─── Exercise materials ───

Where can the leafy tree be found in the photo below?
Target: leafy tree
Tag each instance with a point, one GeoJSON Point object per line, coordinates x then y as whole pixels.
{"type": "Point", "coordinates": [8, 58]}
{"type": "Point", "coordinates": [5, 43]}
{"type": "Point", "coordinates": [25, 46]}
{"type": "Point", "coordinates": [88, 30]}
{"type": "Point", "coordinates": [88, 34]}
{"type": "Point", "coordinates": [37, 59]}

───

Rewrite the data above, replacing every "leafy tree" with "palm tree" and leaving everything else unchanged.

Where can the palm tree be found in the photo below?
Target: palm tree
Tag each instance with a point, one GeoJSON Point object per line, coordinates x then y as whole pixels.
{"type": "Point", "coordinates": [8, 58]}
{"type": "Point", "coordinates": [5, 43]}
{"type": "Point", "coordinates": [25, 46]}
{"type": "Point", "coordinates": [88, 30]}
{"type": "Point", "coordinates": [88, 34]}
{"type": "Point", "coordinates": [37, 59]}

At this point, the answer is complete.